## Short exercise
Can you scale the items below by writing out every line again, requests included, with each box coordinate in the answers multiplied by 2.15 and rounded to a whole number (halves rounding up)? Leave all numbers in the requests, including their sample JSON, unchanged.

## Extracted entries

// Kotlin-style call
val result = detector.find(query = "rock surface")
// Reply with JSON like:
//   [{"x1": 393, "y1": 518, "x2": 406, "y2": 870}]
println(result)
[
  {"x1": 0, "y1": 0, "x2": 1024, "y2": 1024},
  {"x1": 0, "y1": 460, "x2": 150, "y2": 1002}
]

## Exercise answer
// Kotlin-style call
val result = detector.find(query = "rock surface")
// Reply with JSON like:
//   [{"x1": 393, "y1": 518, "x2": 406, "y2": 870}]
println(result)
[
  {"x1": 0, "y1": 0, "x2": 2202, "y2": 2202},
  {"x1": 0, "y1": 989, "x2": 323, "y2": 2154}
]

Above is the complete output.